#### RECORDS SUPPLIED ####
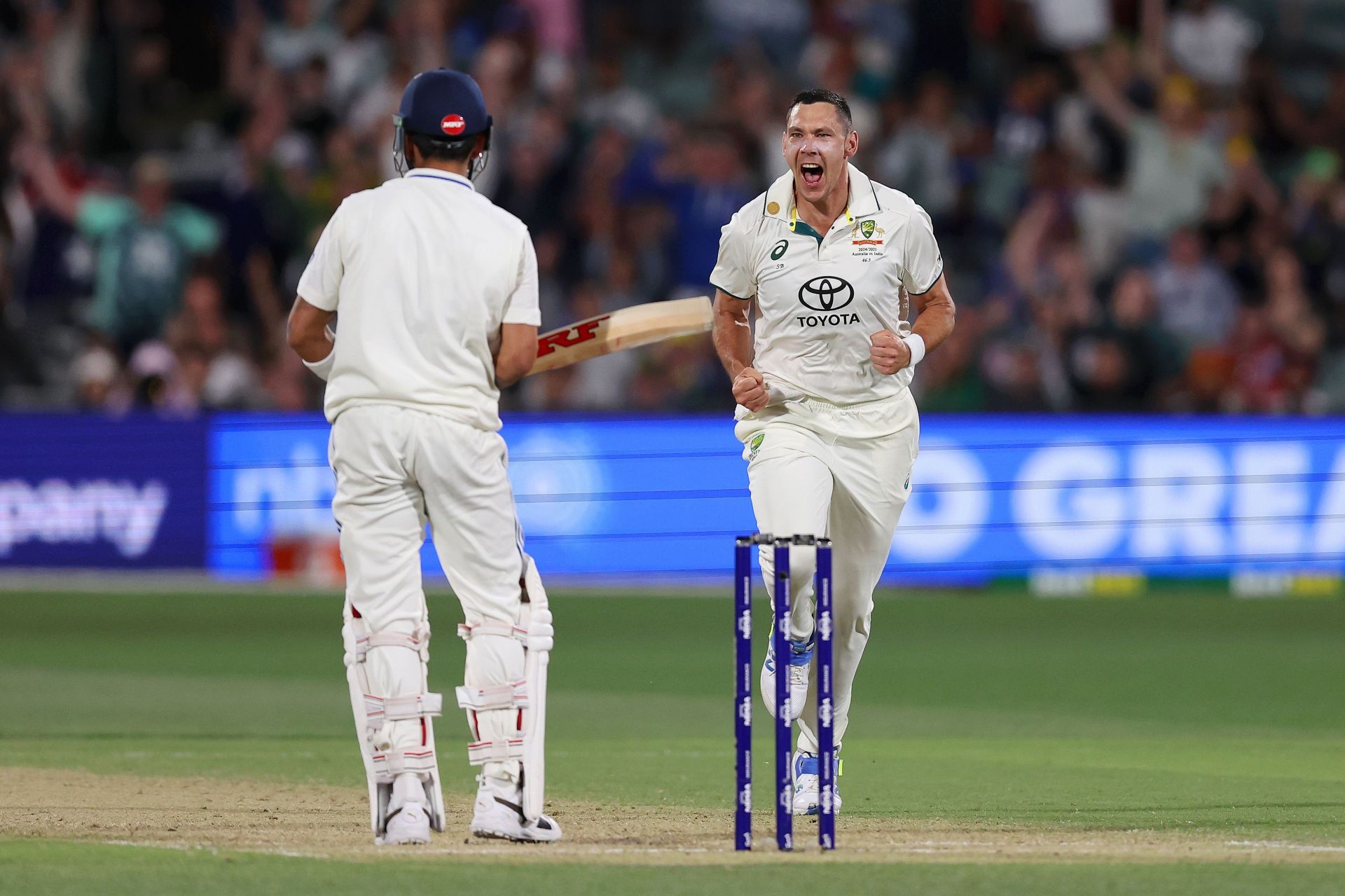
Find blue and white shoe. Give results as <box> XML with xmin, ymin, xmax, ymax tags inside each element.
<box><xmin>761</xmin><ymin>631</ymin><xmax>813</xmax><ymax>722</ymax></box>
<box><xmin>794</xmin><ymin>750</ymin><xmax>841</xmax><ymax>815</ymax></box>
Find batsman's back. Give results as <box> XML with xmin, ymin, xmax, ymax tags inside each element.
<box><xmin>298</xmin><ymin>168</ymin><xmax>539</xmax><ymax>429</ymax></box>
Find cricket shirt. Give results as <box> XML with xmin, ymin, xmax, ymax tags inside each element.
<box><xmin>710</xmin><ymin>165</ymin><xmax>943</xmax><ymax>415</ymax></box>
<box><xmin>298</xmin><ymin>168</ymin><xmax>541</xmax><ymax>431</ymax></box>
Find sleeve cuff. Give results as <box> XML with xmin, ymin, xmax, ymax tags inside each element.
<box><xmin>901</xmin><ymin>331</ymin><xmax>939</xmax><ymax>367</ymax></box>
<box><xmin>906</xmin><ymin>268</ymin><xmax>943</xmax><ymax>296</ymax></box>
<box><xmin>710</xmin><ymin>282</ymin><xmax>752</xmax><ymax>301</ymax></box>
<box><xmin>300</xmin><ymin>326</ymin><xmax>336</xmax><ymax>382</ymax></box>
<box><xmin>298</xmin><ymin>284</ymin><xmax>336</xmax><ymax>311</ymax></box>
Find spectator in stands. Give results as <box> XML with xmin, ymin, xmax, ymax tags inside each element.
<box><xmin>1073</xmin><ymin>47</ymin><xmax>1228</xmax><ymax>254</ymax></box>
<box><xmin>15</xmin><ymin>146</ymin><xmax>221</xmax><ymax>354</ymax></box>
<box><xmin>1152</xmin><ymin>230</ymin><xmax>1237</xmax><ymax>351</ymax></box>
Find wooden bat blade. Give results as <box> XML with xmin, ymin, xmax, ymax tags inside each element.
<box><xmin>527</xmin><ymin>296</ymin><xmax>715</xmax><ymax>375</ymax></box>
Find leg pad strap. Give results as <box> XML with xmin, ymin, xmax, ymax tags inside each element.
<box><xmin>355</xmin><ymin>626</ymin><xmax>429</xmax><ymax>663</ymax></box>
<box><xmin>371</xmin><ymin>748</ymin><xmax>439</xmax><ymax>785</ymax></box>
<box><xmin>467</xmin><ymin>737</ymin><xmax>523</xmax><ymax>766</ymax></box>
<box><xmin>364</xmin><ymin>694</ymin><xmax>444</xmax><ymax>729</ymax></box>
<box><xmin>457</xmin><ymin>621</ymin><xmax>527</xmax><ymax>643</ymax></box>
<box><xmin>456</xmin><ymin>681</ymin><xmax>527</xmax><ymax>712</ymax></box>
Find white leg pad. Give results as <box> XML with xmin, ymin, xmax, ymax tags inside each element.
<box><xmin>342</xmin><ymin>601</ymin><xmax>444</xmax><ymax>836</ymax></box>
<box><xmin>519</xmin><ymin>554</ymin><xmax>556</xmax><ymax>823</ymax></box>
<box><xmin>457</xmin><ymin>623</ymin><xmax>529</xmax><ymax>780</ymax></box>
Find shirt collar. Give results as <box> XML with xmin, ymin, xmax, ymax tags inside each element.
<box><xmin>406</xmin><ymin>168</ymin><xmax>476</xmax><ymax>193</ymax></box>
<box><xmin>764</xmin><ymin>163</ymin><xmax>883</xmax><ymax>223</ymax></box>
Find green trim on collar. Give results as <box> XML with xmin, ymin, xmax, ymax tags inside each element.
<box><xmin>789</xmin><ymin>218</ymin><xmax>822</xmax><ymax>246</ymax></box>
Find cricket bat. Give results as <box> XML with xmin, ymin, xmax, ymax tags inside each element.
<box><xmin>527</xmin><ymin>296</ymin><xmax>715</xmax><ymax>375</ymax></box>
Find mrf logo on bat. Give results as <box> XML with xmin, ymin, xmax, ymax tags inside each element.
<box><xmin>537</xmin><ymin>315</ymin><xmax>611</xmax><ymax>358</ymax></box>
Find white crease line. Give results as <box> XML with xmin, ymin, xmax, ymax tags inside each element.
<box><xmin>1224</xmin><ymin>839</ymin><xmax>1345</xmax><ymax>853</ymax></box>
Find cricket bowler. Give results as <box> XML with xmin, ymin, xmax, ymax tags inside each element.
<box><xmin>289</xmin><ymin>69</ymin><xmax>561</xmax><ymax>845</ymax></box>
<box><xmin>710</xmin><ymin>90</ymin><xmax>955</xmax><ymax>815</ymax></box>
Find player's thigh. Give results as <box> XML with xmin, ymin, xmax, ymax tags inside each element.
<box><xmin>328</xmin><ymin>406</ymin><xmax>425</xmax><ymax>633</ymax></box>
<box><xmin>414</xmin><ymin>414</ymin><xmax>523</xmax><ymax>624</ymax></box>
<box><xmin>744</xmin><ymin>424</ymin><xmax>832</xmax><ymax>578</ymax></box>
<box><xmin>829</xmin><ymin>428</ymin><xmax>917</xmax><ymax>602</ymax></box>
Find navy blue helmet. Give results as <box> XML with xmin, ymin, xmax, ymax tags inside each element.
<box><xmin>393</xmin><ymin>69</ymin><xmax>491</xmax><ymax>177</ymax></box>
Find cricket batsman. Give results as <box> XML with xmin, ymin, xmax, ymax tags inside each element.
<box><xmin>710</xmin><ymin>90</ymin><xmax>955</xmax><ymax>815</ymax></box>
<box><xmin>289</xmin><ymin>69</ymin><xmax>561</xmax><ymax>843</ymax></box>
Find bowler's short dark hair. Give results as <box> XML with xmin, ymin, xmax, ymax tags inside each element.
<box><xmin>785</xmin><ymin>88</ymin><xmax>854</xmax><ymax>133</ymax></box>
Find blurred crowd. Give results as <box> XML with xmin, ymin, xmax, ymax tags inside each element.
<box><xmin>0</xmin><ymin>0</ymin><xmax>1345</xmax><ymax>414</ymax></box>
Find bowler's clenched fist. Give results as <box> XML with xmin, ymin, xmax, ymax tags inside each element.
<box><xmin>869</xmin><ymin>330</ymin><xmax>911</xmax><ymax>377</ymax></box>
<box><xmin>733</xmin><ymin>367</ymin><xmax>769</xmax><ymax>413</ymax></box>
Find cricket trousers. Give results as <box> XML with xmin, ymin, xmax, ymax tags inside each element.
<box><xmin>328</xmin><ymin>405</ymin><xmax>525</xmax><ymax>776</ymax></box>
<box><xmin>734</xmin><ymin>392</ymin><xmax>920</xmax><ymax>753</ymax></box>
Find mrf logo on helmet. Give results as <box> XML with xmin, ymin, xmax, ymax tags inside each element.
<box><xmin>393</xmin><ymin>69</ymin><xmax>492</xmax><ymax>177</ymax></box>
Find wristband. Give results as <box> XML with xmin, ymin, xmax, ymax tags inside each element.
<box><xmin>300</xmin><ymin>327</ymin><xmax>338</xmax><ymax>380</ymax></box>
<box><xmin>901</xmin><ymin>332</ymin><xmax>924</xmax><ymax>367</ymax></box>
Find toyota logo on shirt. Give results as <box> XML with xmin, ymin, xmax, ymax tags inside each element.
<box><xmin>799</xmin><ymin>277</ymin><xmax>854</xmax><ymax>311</ymax></box>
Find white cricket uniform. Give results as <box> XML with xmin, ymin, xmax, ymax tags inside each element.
<box><xmin>710</xmin><ymin>165</ymin><xmax>943</xmax><ymax>752</ymax></box>
<box><xmin>298</xmin><ymin>168</ymin><xmax>539</xmax><ymax>801</ymax></box>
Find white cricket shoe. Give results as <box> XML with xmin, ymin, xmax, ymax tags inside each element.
<box><xmin>761</xmin><ymin>633</ymin><xmax>813</xmax><ymax>721</ymax></box>
<box><xmin>472</xmin><ymin>775</ymin><xmax>561</xmax><ymax>843</ymax></box>
<box><xmin>794</xmin><ymin>750</ymin><xmax>841</xmax><ymax>815</ymax></box>
<box><xmin>374</xmin><ymin>775</ymin><xmax>429</xmax><ymax>846</ymax></box>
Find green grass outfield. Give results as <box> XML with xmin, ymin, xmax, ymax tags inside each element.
<box><xmin>0</xmin><ymin>588</ymin><xmax>1345</xmax><ymax>896</ymax></box>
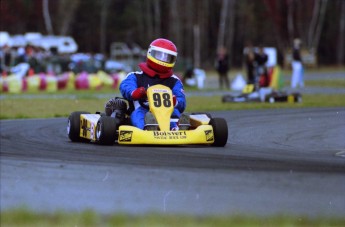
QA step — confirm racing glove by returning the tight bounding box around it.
[105,97,127,116]
[173,95,178,107]
[132,87,146,100]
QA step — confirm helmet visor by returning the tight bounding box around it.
[150,49,176,64]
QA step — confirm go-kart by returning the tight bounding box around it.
[67,85,228,147]
[222,84,302,103]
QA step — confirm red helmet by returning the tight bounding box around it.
[146,38,177,73]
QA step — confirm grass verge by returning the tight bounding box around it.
[0,94,345,119]
[1,208,345,227]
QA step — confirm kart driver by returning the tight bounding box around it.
[105,38,185,130]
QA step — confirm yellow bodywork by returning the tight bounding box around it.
[79,114,100,141]
[118,85,214,145]
[118,125,214,145]
[80,85,214,145]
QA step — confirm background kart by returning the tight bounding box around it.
[67,85,228,147]
[222,91,302,103]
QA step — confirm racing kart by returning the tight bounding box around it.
[67,85,228,147]
[222,85,302,103]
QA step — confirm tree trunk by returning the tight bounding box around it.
[287,0,295,43]
[193,24,201,68]
[337,1,345,65]
[225,0,236,63]
[217,0,229,49]
[153,0,162,38]
[42,0,54,35]
[58,0,80,35]
[312,0,328,50]
[169,0,182,49]
[100,0,110,54]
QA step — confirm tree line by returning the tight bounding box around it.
[0,0,345,68]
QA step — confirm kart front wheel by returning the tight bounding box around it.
[67,111,90,142]
[96,116,117,145]
[210,118,228,147]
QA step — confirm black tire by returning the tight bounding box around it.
[210,118,228,147]
[67,111,90,142]
[96,116,117,145]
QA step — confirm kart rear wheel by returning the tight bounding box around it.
[210,118,228,147]
[96,116,117,145]
[67,111,90,142]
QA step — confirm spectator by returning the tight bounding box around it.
[0,44,16,73]
[291,39,304,88]
[244,45,256,84]
[255,45,269,87]
[216,47,230,89]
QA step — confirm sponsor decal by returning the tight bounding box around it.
[90,123,95,139]
[153,131,187,140]
[152,89,168,92]
[205,130,214,141]
[119,131,133,142]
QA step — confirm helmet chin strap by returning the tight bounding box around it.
[139,62,173,78]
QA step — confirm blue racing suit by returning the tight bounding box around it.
[120,71,186,129]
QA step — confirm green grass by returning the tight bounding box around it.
[305,79,345,88]
[1,208,345,227]
[0,94,345,119]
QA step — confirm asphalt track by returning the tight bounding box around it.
[0,108,345,216]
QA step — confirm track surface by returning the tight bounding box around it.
[0,108,345,216]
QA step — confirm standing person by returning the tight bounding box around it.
[244,45,256,84]
[105,38,189,130]
[216,47,230,89]
[291,39,304,88]
[255,45,269,87]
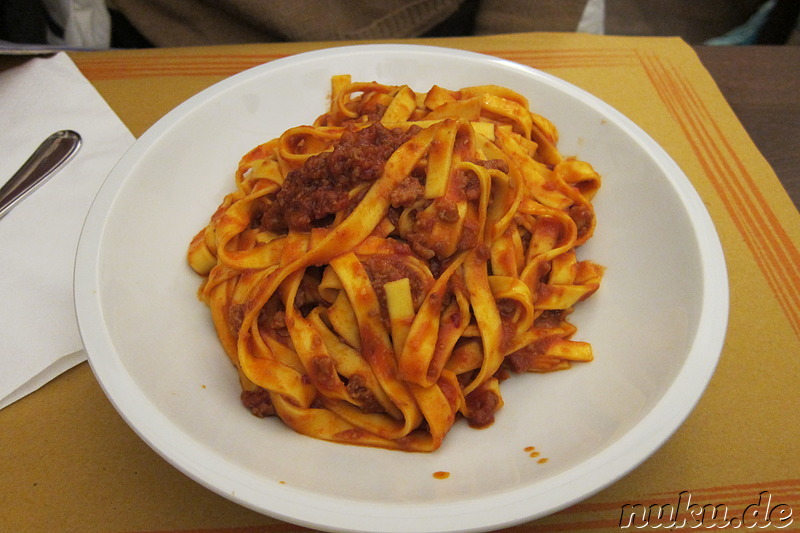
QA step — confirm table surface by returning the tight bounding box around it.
[0,37,800,533]
[695,46,800,207]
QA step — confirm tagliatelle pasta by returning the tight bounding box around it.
[188,75,603,452]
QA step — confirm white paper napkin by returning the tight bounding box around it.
[0,53,134,409]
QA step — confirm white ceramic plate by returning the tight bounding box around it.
[75,45,728,533]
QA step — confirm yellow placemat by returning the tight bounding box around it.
[0,34,800,533]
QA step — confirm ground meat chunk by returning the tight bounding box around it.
[347,374,385,413]
[465,388,500,428]
[389,176,425,207]
[261,122,419,232]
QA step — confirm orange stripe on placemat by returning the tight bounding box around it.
[76,49,638,80]
[131,520,316,533]
[647,479,800,498]
[481,48,639,70]
[640,54,800,337]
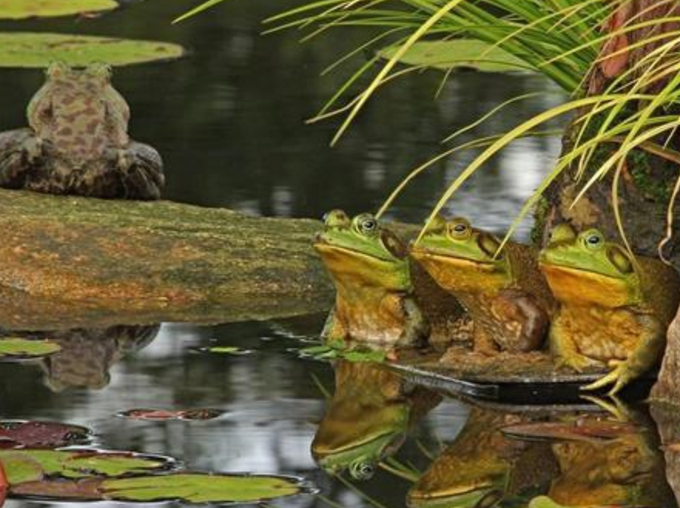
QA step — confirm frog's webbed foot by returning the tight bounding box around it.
[581,360,637,396]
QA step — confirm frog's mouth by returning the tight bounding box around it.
[406,483,503,508]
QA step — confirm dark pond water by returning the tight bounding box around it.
[0,0,675,508]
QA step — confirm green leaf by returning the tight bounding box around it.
[0,337,61,359]
[0,33,184,68]
[102,473,301,503]
[380,39,528,72]
[0,0,119,19]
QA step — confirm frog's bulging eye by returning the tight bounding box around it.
[583,229,604,250]
[607,246,635,274]
[448,219,472,240]
[349,462,375,480]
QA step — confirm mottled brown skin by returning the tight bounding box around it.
[0,63,164,199]
[541,224,680,393]
[411,219,555,355]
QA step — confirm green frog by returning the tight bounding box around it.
[0,62,164,199]
[312,361,441,480]
[314,210,469,346]
[540,224,680,394]
[411,217,555,354]
[406,407,556,508]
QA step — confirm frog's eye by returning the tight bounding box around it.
[349,462,375,481]
[477,233,502,259]
[582,229,605,250]
[356,214,378,236]
[607,245,635,274]
[448,219,472,240]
####
● TO DO
Change "confirm" to "verify" in the material from the line with "QA step — confirm table" to the line with "[0,53,134,409]", keeping everything else the same, and return only those lines.

● IN RESPONSE
QA step — verify table surface by returning the tight bounding box around it.
[0,37,800,533]
[695,46,800,207]
QA step — verify tagliatelle pasta by returning the tight bounding box around it.
[188,75,603,452]
QA step — verify white paper napkin by returning the tight bounding box around it.
[0,53,134,409]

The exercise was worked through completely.